- [Extract]

When MGJ came in, she told us that she would transform classrooms, so that a child in 3rd grade could move to a different school the next day & not miss a page in the textbook. Then she instituted every day math. There was a pacing guide & fidelity of implementation. Teachers had to use only those materials, word for word. The principal patrolled looking for teachers who might pull out the wrong set of manipulatives. My kids had previously been given different math because they were several grade levels ahead. With Ed reform they were required to do the same math as every other kid in the class along with other kids who were ahead or who didn't have the skills to approach the curriculum. When I complained to Carla Santorno about it, she said kids of different abilities shouldn't be in the same class. The good education my kids were getting from teachers who differentiated, went to pot. We had to teach math at home. Some teachers apologized & one even snuck some extra work to my kid if he would keep it secret.

So I have seen education reform and pacing guides & fidelity of implementation & every kid on the same page, is exactly what it looked like. 'Teacher proofing' was touted by our ed reform district leaders.

- [Material supplied]
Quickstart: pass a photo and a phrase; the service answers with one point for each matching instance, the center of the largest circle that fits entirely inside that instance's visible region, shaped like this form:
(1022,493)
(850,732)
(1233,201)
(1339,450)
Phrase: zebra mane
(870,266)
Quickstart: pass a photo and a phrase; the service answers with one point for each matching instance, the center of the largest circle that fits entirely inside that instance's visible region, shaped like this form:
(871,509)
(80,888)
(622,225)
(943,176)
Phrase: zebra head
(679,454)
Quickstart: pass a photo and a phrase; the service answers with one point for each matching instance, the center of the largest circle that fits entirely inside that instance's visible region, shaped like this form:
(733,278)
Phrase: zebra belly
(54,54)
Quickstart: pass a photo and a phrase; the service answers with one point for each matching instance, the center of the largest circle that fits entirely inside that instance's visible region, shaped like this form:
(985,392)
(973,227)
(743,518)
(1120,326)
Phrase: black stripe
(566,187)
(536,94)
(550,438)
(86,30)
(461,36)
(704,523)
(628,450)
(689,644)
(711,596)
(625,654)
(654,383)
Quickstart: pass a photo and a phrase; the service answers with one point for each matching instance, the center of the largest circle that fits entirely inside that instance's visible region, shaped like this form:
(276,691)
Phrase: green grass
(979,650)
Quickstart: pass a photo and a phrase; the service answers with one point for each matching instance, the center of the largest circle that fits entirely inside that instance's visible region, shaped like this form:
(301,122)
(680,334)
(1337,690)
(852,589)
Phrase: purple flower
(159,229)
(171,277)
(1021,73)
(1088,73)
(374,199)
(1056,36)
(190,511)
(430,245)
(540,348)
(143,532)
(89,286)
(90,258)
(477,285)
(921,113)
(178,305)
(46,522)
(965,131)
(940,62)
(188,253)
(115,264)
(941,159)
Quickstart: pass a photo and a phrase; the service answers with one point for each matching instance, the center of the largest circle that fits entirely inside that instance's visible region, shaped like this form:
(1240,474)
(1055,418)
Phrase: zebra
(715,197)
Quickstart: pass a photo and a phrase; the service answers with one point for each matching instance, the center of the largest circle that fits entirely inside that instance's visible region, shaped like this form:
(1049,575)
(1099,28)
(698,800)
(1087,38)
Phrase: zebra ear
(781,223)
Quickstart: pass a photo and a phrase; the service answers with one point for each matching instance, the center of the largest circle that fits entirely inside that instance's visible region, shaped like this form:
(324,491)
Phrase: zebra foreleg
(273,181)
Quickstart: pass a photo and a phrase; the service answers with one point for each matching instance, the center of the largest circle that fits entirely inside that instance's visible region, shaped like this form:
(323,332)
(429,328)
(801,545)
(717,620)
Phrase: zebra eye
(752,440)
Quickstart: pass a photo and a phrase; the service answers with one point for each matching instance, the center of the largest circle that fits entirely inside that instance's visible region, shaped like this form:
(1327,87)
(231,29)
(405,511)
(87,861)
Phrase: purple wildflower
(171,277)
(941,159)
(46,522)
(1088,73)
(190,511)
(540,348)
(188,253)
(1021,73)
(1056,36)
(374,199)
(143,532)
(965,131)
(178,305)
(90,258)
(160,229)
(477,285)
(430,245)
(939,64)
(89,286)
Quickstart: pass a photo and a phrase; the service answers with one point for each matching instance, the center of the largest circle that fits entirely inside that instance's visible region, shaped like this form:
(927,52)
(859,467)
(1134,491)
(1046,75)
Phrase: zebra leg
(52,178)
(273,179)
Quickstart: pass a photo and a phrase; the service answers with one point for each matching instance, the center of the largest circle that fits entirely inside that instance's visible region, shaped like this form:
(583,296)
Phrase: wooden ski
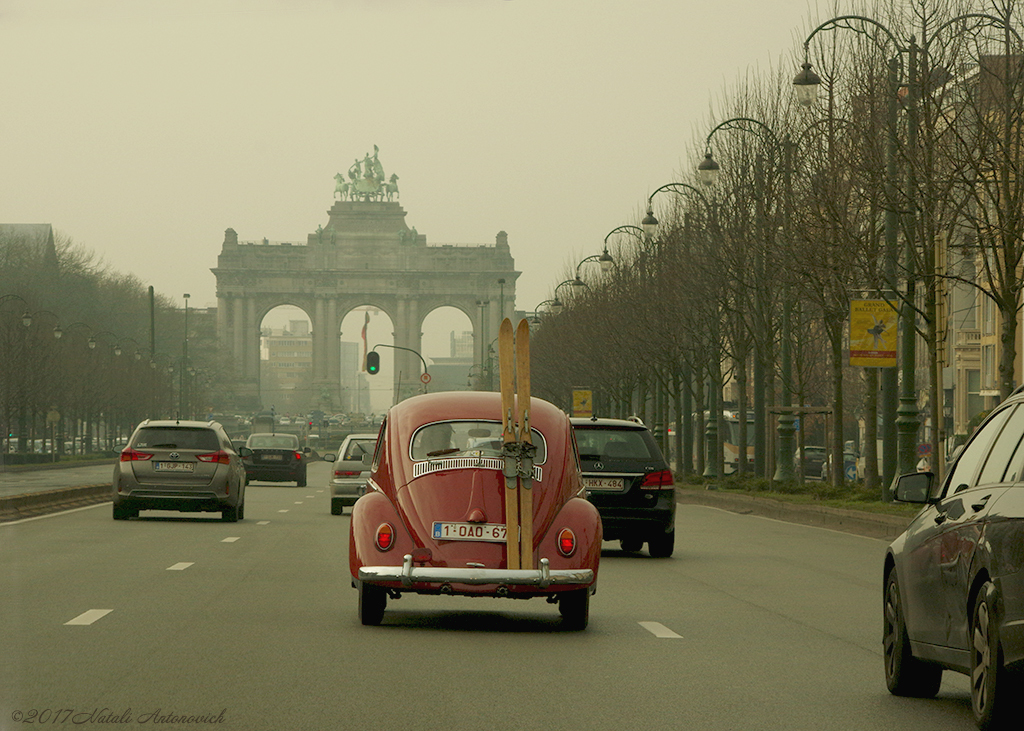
(506,355)
(526,447)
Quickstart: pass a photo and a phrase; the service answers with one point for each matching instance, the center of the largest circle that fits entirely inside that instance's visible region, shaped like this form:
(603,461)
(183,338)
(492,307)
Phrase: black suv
(630,482)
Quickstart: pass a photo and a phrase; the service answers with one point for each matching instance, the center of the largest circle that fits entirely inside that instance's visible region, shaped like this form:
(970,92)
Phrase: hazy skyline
(144,128)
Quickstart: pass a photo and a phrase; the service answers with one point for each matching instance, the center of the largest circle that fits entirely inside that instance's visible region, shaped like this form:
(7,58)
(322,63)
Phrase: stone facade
(366,255)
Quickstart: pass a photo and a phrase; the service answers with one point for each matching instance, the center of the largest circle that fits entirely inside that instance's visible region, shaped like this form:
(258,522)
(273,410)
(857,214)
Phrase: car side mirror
(914,487)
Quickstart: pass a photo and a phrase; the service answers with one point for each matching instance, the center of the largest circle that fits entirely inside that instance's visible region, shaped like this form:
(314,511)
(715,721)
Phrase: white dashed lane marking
(659,630)
(89,616)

- [Task to complete] Reproduce the entire account of math instruction under education reform word for word. The entries are separate material and have no connection to the text.

- [Worked solution]
When MGJ came in, she told us that she would transform classrooms, so that a child in 3rd grade could move to a different school the next day & not miss a page in the textbook. Then she instituted every day math. There was a pacing guide & fidelity of implementation. Teachers had to use only those materials, word for word. The principal patrolled looking for teachers who might pull out the wrong set of manipulatives. My kids had previously been given different math because they were several grade levels ahead. With Ed reform they were required to do the same math as every other kid in the class along with other kids who were ahead or who didn't have the skills to approach the curriculum. When I complained to Carla Santorno about it, she said kids of different abilities shouldn't be in the same class. The good education my kids were getting from teachers who differentiated, went to pot. We had to teach math at home. Some teachers apologized & one even snuck some extra work to my kid if he would keep it secret.

So I have seen education reform and pacing guides & fidelity of implementation & every kid on the same page, is exactly what it looked like. 'Teacher proofing' was touted by our ed reform district leaders.